EXERCISE
From the data below, set down exactly the lines between the one holding "point: one pixel per instance, each like <point>280,204</point>." and the one holding "point: one pixel per instance, each like <point>167,162</point>.", inclusive, and no others.

GIVEN DATA
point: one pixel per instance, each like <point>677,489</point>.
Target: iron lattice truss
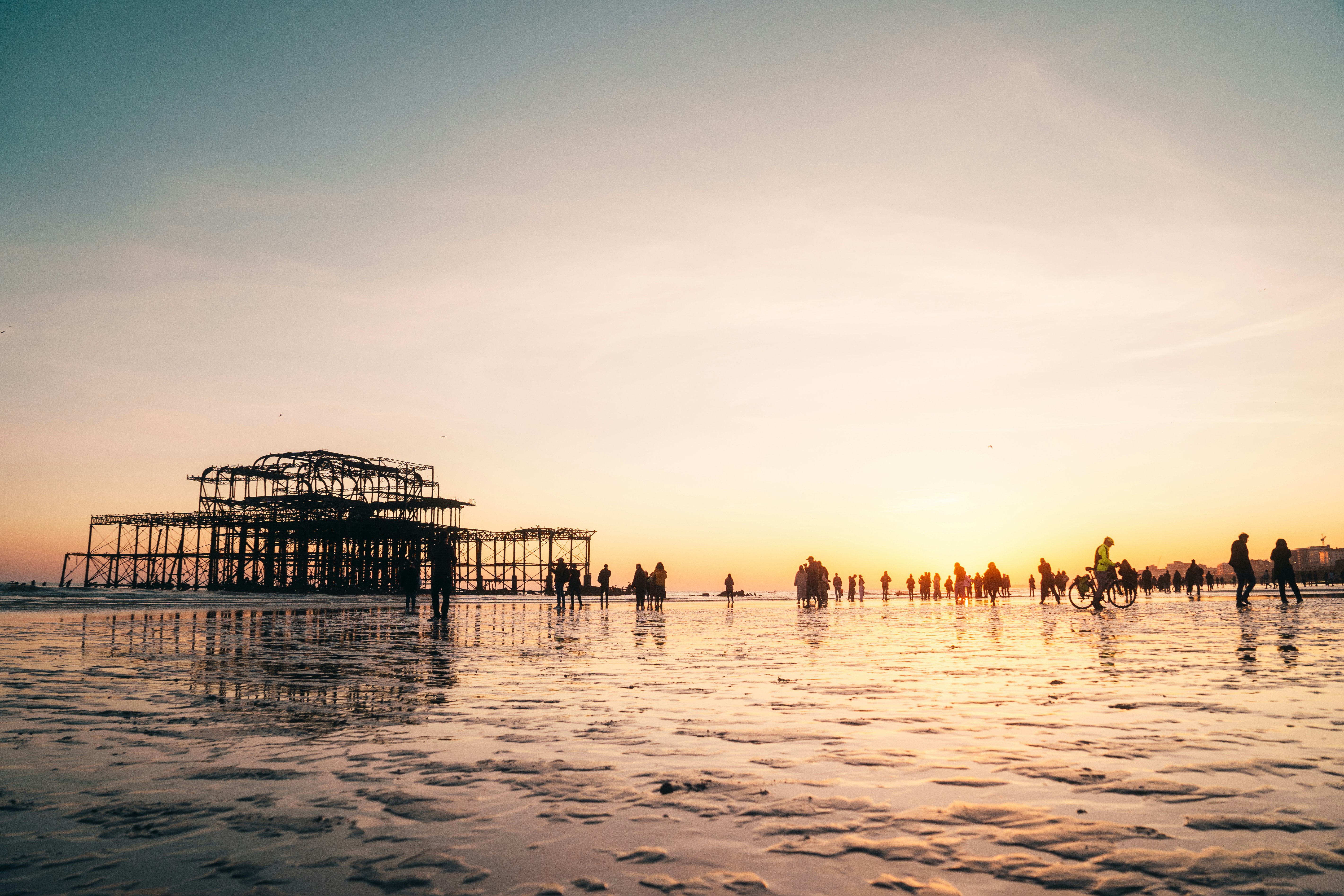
<point>316,522</point>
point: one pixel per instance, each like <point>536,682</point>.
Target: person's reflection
<point>1288,635</point>
<point>650,623</point>
<point>812,627</point>
<point>1248,647</point>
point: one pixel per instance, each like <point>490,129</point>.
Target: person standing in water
<point>1048,581</point>
<point>1241,563</point>
<point>1284,573</point>
<point>441,577</point>
<point>576,585</point>
<point>660,584</point>
<point>640,584</point>
<point>604,584</point>
<point>561,575</point>
<point>1195,580</point>
<point>1105,570</point>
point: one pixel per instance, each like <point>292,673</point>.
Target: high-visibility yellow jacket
<point>1103,558</point>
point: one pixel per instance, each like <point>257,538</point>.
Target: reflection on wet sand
<point>529,749</point>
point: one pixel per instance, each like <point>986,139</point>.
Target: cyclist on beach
<point>1105,570</point>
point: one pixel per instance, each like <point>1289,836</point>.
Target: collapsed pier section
<point>316,522</point>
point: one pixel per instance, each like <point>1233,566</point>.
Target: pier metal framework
<point>316,522</point>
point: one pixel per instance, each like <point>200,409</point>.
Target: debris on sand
<point>933,887</point>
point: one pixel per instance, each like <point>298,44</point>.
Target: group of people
<point>651,588</point>
<point>993,584</point>
<point>1125,580</point>
<point>815,584</point>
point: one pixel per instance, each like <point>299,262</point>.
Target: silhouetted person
<point>994,581</point>
<point>441,577</point>
<point>1241,563</point>
<point>642,585</point>
<point>562,577</point>
<point>1105,570</point>
<point>1283,558</point>
<point>410,584</point>
<point>1195,578</point>
<point>660,584</point>
<point>815,580</point>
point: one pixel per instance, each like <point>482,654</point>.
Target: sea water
<point>244,746</point>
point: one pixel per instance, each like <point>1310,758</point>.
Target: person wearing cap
<point>1105,570</point>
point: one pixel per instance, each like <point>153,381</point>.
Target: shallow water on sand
<point>517,749</point>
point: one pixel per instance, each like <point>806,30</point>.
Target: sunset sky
<point>729,283</point>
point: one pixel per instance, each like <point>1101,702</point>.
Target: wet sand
<point>917,747</point>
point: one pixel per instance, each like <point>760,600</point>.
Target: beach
<point>241,745</point>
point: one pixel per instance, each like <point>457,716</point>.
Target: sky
<point>896,285</point>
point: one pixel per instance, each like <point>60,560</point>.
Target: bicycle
<point>1115,593</point>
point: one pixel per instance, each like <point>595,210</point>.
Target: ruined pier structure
<point>316,522</point>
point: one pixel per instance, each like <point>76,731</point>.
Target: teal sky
<point>728,283</point>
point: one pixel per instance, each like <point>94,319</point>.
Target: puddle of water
<point>519,749</point>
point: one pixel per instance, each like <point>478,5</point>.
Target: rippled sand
<point>918,747</point>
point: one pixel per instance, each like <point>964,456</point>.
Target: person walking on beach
<point>1048,581</point>
<point>561,575</point>
<point>410,582</point>
<point>660,584</point>
<point>604,584</point>
<point>441,563</point>
<point>1241,563</point>
<point>640,584</point>
<point>1105,570</point>
<point>1284,573</point>
<point>1194,578</point>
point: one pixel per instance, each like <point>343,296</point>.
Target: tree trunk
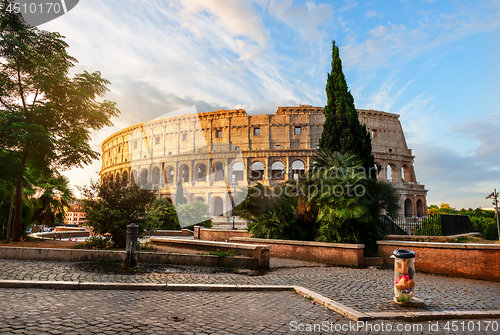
<point>16,232</point>
<point>11,205</point>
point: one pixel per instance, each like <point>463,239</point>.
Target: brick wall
<point>325,253</point>
<point>477,261</point>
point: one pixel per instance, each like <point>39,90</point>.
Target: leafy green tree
<point>342,130</point>
<point>46,116</point>
<point>349,203</point>
<point>112,205</point>
<point>179,195</point>
<point>165,214</point>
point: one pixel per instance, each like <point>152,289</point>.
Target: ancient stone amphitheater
<point>213,153</point>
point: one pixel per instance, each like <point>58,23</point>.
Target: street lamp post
<point>494,196</point>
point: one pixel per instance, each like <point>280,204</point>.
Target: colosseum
<point>213,153</point>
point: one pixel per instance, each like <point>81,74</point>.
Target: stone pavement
<point>39,311</point>
<point>365,290</point>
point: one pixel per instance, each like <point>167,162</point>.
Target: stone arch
<point>238,171</point>
<point>218,208</point>
<point>408,208</point>
<point>184,175</point>
<point>170,172</point>
<point>219,171</point>
<point>257,170</point>
<point>144,177</point>
<point>201,172</point>
<point>420,208</point>
<point>297,169</point>
<point>278,170</point>
<point>155,176</point>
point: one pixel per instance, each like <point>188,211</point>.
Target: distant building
<point>74,214</point>
<point>209,152</point>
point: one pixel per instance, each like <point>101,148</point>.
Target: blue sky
<point>433,62</point>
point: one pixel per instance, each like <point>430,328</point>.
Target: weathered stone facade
<point>202,150</point>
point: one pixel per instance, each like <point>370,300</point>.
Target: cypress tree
<point>342,130</point>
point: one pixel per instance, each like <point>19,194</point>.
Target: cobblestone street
<point>366,290</point>
<point>39,311</point>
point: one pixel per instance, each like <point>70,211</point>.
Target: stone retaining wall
<point>477,261</point>
<point>144,257</point>
<point>325,253</point>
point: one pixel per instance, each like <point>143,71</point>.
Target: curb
<point>316,298</point>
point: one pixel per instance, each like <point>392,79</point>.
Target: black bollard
<point>131,260</point>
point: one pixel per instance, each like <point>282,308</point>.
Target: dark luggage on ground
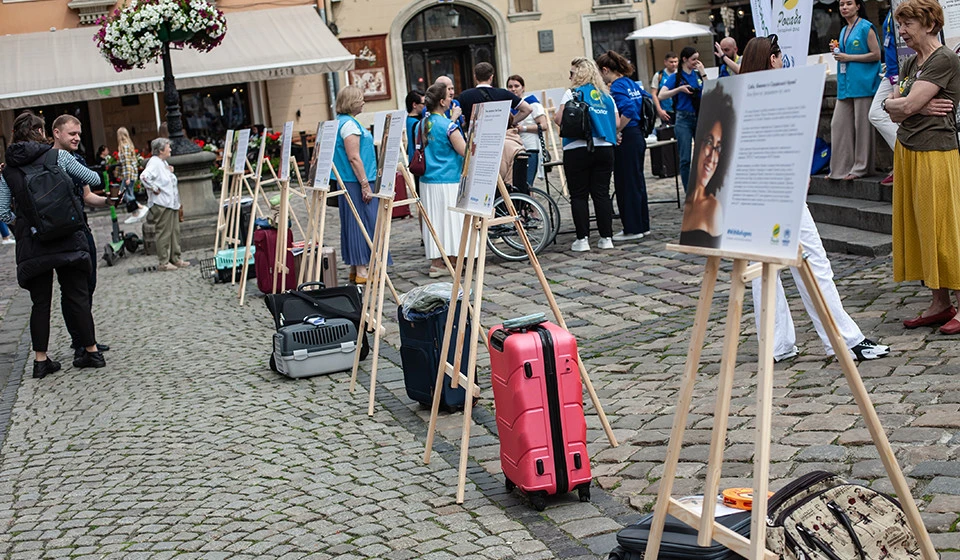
<point>400,193</point>
<point>821,515</point>
<point>265,240</point>
<point>663,159</point>
<point>679,541</point>
<point>538,397</point>
<point>420,354</point>
<point>311,298</point>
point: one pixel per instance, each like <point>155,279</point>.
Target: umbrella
<point>670,30</point>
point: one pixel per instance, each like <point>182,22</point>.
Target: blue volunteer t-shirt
<point>629,99</point>
<point>684,101</point>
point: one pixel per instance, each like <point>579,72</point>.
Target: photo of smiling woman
<point>713,146</point>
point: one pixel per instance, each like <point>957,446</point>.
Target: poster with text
<point>793,30</point>
<point>240,153</point>
<point>323,147</point>
<point>481,165</point>
<point>285,151</point>
<point>750,169</point>
<point>390,148</point>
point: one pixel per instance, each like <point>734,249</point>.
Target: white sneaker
<point>622,236</point>
<point>777,358</point>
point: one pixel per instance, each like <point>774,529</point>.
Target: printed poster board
<point>323,147</point>
<point>240,152</point>
<point>390,148</point>
<point>750,168</point>
<point>481,166</point>
<point>285,151</point>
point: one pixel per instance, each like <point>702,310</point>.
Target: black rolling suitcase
<point>420,342</point>
<point>679,540</point>
<point>663,159</point>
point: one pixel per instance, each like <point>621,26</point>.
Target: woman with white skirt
<point>444,147</point>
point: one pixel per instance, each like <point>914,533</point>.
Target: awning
<point>65,66</point>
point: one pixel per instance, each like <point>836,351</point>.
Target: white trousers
<point>879,118</point>
<point>784,333</point>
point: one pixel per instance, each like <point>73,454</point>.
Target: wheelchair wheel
<point>504,241</point>
<point>552,207</point>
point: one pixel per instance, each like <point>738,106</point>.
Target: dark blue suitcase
<point>420,354</point>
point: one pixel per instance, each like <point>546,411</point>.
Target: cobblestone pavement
<point>188,446</point>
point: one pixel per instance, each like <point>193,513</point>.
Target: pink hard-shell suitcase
<point>539,407</point>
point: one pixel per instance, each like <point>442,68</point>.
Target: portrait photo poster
<point>324,146</point>
<point>750,167</point>
<point>481,166</point>
<point>390,148</point>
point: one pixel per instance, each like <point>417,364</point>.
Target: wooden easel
<point>372,314</point>
<point>473,244</point>
<point>754,548</point>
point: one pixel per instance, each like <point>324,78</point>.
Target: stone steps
<point>854,217</point>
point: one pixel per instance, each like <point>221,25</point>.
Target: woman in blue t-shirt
<point>686,84</point>
<point>443,148</point>
<point>628,181</point>
<point>858,76</point>
<point>588,165</point>
<point>356,160</point>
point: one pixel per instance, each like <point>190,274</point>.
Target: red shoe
<point>942,317</point>
<point>952,327</point>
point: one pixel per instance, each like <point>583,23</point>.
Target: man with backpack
<point>66,137</point>
<point>47,218</point>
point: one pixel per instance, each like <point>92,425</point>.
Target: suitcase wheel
<point>584,493</point>
<point>539,501</point>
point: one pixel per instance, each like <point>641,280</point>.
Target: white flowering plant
<point>134,36</point>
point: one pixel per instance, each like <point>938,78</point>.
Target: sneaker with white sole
<point>869,350</point>
<point>623,236</point>
<point>792,353</point>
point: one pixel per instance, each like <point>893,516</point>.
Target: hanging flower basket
<point>134,36</point>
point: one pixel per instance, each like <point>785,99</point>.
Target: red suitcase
<point>400,193</point>
<point>265,240</point>
<point>539,408</point>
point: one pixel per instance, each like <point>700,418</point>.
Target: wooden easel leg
<point>761,453</point>
<point>728,362</point>
<point>870,417</point>
<point>386,213</point>
<point>472,360</point>
<point>697,336</point>
<point>447,334</point>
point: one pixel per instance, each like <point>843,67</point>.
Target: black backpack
<point>51,205</point>
<point>575,121</point>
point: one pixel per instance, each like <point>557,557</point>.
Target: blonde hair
<point>585,72</point>
<point>349,100</point>
<point>926,12</point>
<point>123,138</point>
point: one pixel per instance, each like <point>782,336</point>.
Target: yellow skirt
<point>926,217</point>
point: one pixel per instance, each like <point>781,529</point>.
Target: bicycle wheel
<point>504,241</point>
<point>552,207</point>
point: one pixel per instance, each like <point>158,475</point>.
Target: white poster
<point>763,22</point>
<point>285,151</point>
<point>481,166</point>
<point>240,154</point>
<point>323,147</point>
<point>793,30</point>
<point>750,168</point>
<point>390,148</point>
<point>379,121</point>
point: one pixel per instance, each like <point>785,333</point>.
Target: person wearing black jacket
<point>36,259</point>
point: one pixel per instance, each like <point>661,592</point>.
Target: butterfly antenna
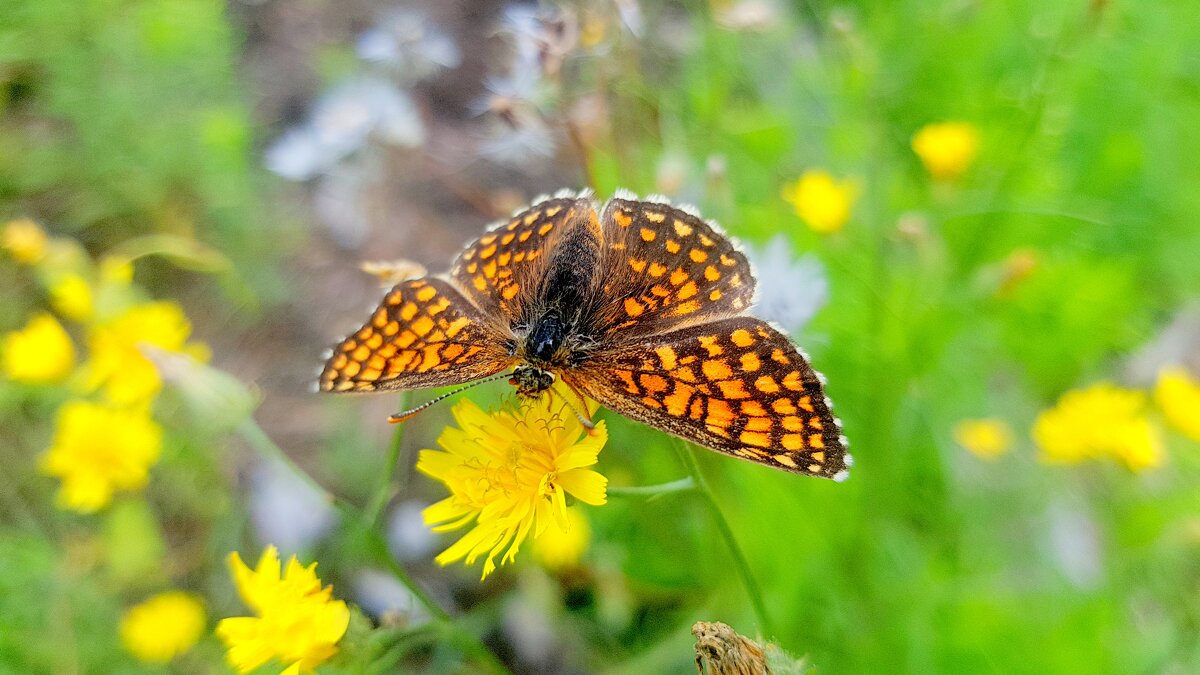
<point>586,422</point>
<point>411,413</point>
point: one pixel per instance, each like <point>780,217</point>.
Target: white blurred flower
<point>519,137</point>
<point>791,291</point>
<point>541,36</point>
<point>408,537</point>
<point>382,596</point>
<point>286,511</point>
<point>408,46</point>
<point>341,124</point>
<point>1075,544</point>
<point>340,202</point>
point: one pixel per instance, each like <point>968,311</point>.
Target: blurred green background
<point>246,156</point>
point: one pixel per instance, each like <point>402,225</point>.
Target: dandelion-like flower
<point>99,451</point>
<point>987,438</point>
<point>39,353</point>
<point>297,620</point>
<point>947,149</point>
<point>162,627</point>
<point>821,201</point>
<point>558,548</point>
<point>118,363</point>
<point>1179,396</point>
<point>24,240</point>
<point>73,298</point>
<point>793,290</point>
<point>1097,422</point>
<point>510,473</point>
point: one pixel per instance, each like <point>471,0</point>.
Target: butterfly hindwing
<point>735,386</point>
<point>424,334</point>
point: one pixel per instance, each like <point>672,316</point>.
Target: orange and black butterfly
<point>636,304</point>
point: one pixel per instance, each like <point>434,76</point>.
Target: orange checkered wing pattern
<point>736,386</point>
<point>667,268</point>
<point>424,334</point>
<point>501,270</point>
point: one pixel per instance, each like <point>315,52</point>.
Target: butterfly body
<point>637,305</point>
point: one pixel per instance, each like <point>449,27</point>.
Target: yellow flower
<point>162,627</point>
<point>118,365</point>
<point>510,473</point>
<point>24,240</point>
<point>72,297</point>
<point>1179,395</point>
<point>1099,420</point>
<point>558,548</point>
<point>947,148</point>
<point>39,353</point>
<point>987,438</point>
<point>97,451</point>
<point>298,621</point>
<point>822,202</point>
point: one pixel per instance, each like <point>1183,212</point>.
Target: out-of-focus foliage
<point>989,207</point>
<point>119,119</point>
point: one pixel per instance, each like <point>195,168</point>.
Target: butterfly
<point>639,305</point>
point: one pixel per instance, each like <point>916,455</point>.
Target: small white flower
<point>519,139</point>
<point>408,46</point>
<point>382,596</point>
<point>286,511</point>
<point>298,155</point>
<point>791,291</point>
<point>342,123</point>
<point>1075,544</point>
<point>345,117</point>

SOLUTION
point: one pixel per instance, each like <point>280,204</point>.
Target: colosseum
<point>213,153</point>
point: one pixel per instance, each like <point>81,74</point>.
Target: stone pavement
<point>39,311</point>
<point>365,290</point>
point: one pixel per instance, each like <point>167,162</point>.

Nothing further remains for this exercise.